▶ [RECORD EXCERPTS]:
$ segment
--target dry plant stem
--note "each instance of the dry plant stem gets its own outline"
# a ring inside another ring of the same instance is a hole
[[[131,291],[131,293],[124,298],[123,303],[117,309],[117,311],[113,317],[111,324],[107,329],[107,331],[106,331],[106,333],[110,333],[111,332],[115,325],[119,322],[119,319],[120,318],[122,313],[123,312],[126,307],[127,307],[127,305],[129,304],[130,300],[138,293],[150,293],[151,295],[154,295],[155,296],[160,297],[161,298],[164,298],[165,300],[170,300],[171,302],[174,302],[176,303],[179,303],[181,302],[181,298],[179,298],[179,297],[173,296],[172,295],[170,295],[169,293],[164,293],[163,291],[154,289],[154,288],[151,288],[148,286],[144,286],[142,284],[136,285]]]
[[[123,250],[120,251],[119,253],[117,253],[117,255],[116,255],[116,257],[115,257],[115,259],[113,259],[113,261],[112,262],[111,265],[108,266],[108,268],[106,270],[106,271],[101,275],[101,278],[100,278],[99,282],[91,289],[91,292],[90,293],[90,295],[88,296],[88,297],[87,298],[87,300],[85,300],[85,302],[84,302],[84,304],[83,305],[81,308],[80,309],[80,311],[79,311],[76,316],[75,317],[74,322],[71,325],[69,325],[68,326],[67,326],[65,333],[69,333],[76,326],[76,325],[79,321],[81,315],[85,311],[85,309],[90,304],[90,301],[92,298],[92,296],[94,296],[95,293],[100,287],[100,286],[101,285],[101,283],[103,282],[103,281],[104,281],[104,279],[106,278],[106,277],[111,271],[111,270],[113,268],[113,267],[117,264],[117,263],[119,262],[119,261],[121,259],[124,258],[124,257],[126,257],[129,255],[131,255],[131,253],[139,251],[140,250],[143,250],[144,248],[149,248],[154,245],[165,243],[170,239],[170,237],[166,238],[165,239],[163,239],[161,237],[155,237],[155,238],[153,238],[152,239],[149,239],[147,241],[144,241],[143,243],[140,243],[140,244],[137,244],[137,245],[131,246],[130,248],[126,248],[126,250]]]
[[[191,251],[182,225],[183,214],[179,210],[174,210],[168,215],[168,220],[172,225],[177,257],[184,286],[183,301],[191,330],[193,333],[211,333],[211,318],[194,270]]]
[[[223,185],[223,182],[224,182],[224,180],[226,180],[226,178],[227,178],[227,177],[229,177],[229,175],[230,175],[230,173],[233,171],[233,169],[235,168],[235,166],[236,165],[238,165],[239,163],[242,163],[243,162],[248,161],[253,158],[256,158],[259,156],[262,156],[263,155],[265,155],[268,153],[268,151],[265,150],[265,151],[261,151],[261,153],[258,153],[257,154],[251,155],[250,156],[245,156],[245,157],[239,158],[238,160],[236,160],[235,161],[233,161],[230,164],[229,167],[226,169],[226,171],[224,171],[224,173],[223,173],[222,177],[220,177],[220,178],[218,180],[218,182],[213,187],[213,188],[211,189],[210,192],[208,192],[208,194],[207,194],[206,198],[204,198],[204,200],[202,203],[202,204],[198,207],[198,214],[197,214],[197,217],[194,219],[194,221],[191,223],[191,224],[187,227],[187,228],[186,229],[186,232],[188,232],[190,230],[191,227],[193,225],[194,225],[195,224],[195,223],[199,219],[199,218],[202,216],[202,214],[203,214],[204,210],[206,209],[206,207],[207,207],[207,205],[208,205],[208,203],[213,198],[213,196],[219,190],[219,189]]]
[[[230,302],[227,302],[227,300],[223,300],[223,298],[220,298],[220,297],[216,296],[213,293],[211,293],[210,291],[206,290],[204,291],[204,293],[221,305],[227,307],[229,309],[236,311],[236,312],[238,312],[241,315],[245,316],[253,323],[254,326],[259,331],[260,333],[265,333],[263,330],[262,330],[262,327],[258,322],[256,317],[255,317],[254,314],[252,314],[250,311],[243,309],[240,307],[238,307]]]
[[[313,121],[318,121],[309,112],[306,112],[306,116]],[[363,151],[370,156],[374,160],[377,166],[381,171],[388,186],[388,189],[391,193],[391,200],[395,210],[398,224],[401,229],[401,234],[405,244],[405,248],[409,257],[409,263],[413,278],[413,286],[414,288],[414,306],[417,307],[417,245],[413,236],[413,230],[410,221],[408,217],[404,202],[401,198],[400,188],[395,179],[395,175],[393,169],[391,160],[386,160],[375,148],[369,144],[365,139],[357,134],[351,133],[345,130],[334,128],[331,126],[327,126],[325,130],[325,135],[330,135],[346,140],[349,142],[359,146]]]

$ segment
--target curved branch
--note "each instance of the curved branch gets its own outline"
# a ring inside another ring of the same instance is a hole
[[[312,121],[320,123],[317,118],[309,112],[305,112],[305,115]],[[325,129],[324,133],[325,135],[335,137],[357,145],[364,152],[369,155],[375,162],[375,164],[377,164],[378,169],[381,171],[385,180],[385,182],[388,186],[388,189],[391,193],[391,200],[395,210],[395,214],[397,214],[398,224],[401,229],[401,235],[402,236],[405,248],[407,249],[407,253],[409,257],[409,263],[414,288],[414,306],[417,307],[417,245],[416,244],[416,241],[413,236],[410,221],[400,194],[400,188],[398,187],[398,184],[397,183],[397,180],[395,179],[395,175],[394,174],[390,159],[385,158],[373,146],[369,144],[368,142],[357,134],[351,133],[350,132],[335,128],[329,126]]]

▶ [WHAT YOU WILL DO]: Retype every entry word for word.

▶ [EXERCISE SOLUTION]:
$ segment
--target dry plant stem
--note "each instance of the dry plant stem gets its own outline"
# a ring inside another ring of the same instance is a hole
[[[131,291],[131,293],[124,298],[123,303],[117,309],[117,311],[113,317],[111,324],[107,329],[107,331],[106,331],[106,333],[110,333],[111,332],[115,325],[119,322],[119,319],[120,318],[122,313],[123,312],[126,307],[127,307],[127,305],[129,304],[130,300],[138,293],[150,293],[151,295],[154,295],[155,296],[160,297],[161,298],[164,298],[165,300],[170,300],[171,302],[174,302],[176,303],[179,303],[181,302],[181,298],[179,298],[179,297],[173,296],[172,295],[170,295],[169,293],[164,293],[163,291],[154,289],[154,288],[151,288],[148,286],[144,286],[142,284],[136,285]]]
[[[123,250],[120,251],[119,253],[117,253],[117,255],[116,255],[116,257],[115,257],[115,259],[113,259],[113,261],[112,262],[111,265],[108,266],[108,268],[106,270],[106,271],[101,275],[101,278],[100,278],[99,282],[91,289],[91,292],[90,293],[90,295],[88,296],[88,297],[87,298],[87,300],[85,300],[85,302],[84,302],[84,304],[83,305],[81,308],[80,309],[80,311],[79,311],[76,316],[75,317],[74,322],[71,325],[69,325],[68,326],[67,326],[65,333],[69,333],[76,326],[76,325],[79,321],[81,315],[85,311],[85,309],[90,304],[90,301],[92,298],[92,296],[94,296],[95,293],[100,287],[100,286],[101,285],[101,283],[103,282],[103,281],[104,281],[104,279],[106,278],[106,277],[111,271],[111,270],[113,268],[113,267],[117,264],[117,263],[119,262],[119,261],[121,259],[124,258],[124,257],[126,257],[129,255],[131,255],[131,253],[139,251],[140,250],[143,250],[144,248],[149,248],[154,245],[165,243],[170,239],[170,237],[166,238],[165,239],[163,239],[161,237],[155,237],[155,238],[153,238],[152,239],[149,239],[147,241],[144,241],[143,243],[140,243],[140,244],[137,244],[137,245],[131,246],[130,248],[126,248],[126,250]]]
[[[191,251],[182,225],[183,214],[179,210],[174,210],[168,215],[168,220],[172,225],[177,257],[184,286],[183,301],[191,330],[193,333],[211,333],[211,318],[194,270]]]
[[[223,185],[223,182],[224,182],[224,180],[226,180],[226,178],[227,178],[227,177],[229,177],[229,175],[230,175],[230,173],[233,171],[233,169],[235,168],[235,166],[236,165],[238,165],[239,163],[242,163],[243,162],[248,161],[253,158],[256,158],[259,156],[262,156],[263,155],[265,155],[268,153],[268,151],[265,150],[265,151],[261,151],[261,153],[258,153],[257,154],[251,155],[250,156],[245,156],[245,157],[239,158],[238,160],[236,160],[235,161],[233,161],[230,164],[229,167],[226,169],[226,171],[224,171],[224,173],[223,173],[222,177],[220,177],[220,178],[218,180],[218,182],[213,187],[213,188],[211,189],[210,192],[208,192],[208,194],[207,194],[206,198],[204,198],[204,200],[202,203],[202,204],[198,207],[198,214],[197,214],[197,217],[194,219],[194,221],[191,223],[191,224],[187,227],[187,228],[186,229],[186,232],[188,232],[190,230],[191,227],[193,225],[194,225],[195,224],[195,223],[199,219],[199,218],[202,216],[202,214],[203,214],[204,210],[206,209],[206,207],[207,207],[207,205],[208,205],[208,203],[213,198],[213,196],[219,190],[219,189]]]
[[[230,302],[227,302],[227,300],[223,300],[223,298],[220,298],[220,297],[216,296],[213,293],[211,293],[210,291],[206,290],[204,291],[204,293],[221,305],[227,307],[229,309],[236,311],[236,312],[238,312],[241,315],[245,316],[253,323],[254,326],[259,331],[260,333],[265,333],[263,330],[262,330],[262,327],[258,322],[256,317],[255,317],[254,314],[252,314],[250,311],[243,309],[240,307],[238,307]]]
[[[313,121],[318,121],[309,112],[306,112],[306,116]],[[363,151],[370,156],[374,160],[377,166],[381,171],[388,186],[388,189],[391,193],[391,200],[395,210],[398,224],[401,229],[401,234],[405,244],[405,248],[409,257],[409,263],[413,278],[413,286],[414,288],[414,306],[417,307],[417,245],[413,236],[413,230],[410,221],[408,217],[404,202],[401,198],[400,188],[395,179],[395,175],[393,169],[391,160],[386,160],[375,148],[369,144],[365,139],[357,134],[351,133],[345,130],[334,128],[331,126],[327,126],[325,130],[325,135],[330,135],[346,140],[349,142],[359,146]]]

$ segment
--target curved branch
--note "each instance of the curved branch gets its own outline"
# a ring inside another ring of the same instance is a hole
[[[312,121],[320,123],[317,118],[309,112],[305,112],[305,115]],[[325,129],[324,133],[325,135],[335,137],[357,145],[364,152],[369,155],[375,162],[375,164],[377,164],[378,169],[381,171],[385,180],[385,182],[388,186],[388,189],[391,193],[391,200],[395,210],[395,214],[397,214],[398,224],[401,229],[401,235],[402,236],[405,248],[407,249],[407,253],[409,257],[409,263],[414,288],[414,306],[417,307],[417,245],[416,244],[416,241],[413,236],[410,221],[400,194],[400,188],[398,187],[398,184],[397,183],[397,180],[395,179],[395,175],[394,174],[390,159],[385,158],[373,146],[369,144],[368,142],[357,134],[351,133],[350,132],[335,128],[329,126]]]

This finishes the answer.